# [YOUR INSTRUCTIONS]
Can you duplicate every one of the lines below, character for character?

Excerpts from point annotation data:
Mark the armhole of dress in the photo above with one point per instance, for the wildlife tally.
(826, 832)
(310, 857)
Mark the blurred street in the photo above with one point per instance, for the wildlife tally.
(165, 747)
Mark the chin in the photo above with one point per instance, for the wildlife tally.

# [SOLUTION]
Mark the armhole of dress in the photo above with one point per instance, for the wildlife tally.
(826, 832)
(310, 857)
Mark the blurred street in the photo above with one point per instance, for the wildlife tally.
(165, 747)
Mark the chin in the photo above with one point per instance, for the wildlife tally.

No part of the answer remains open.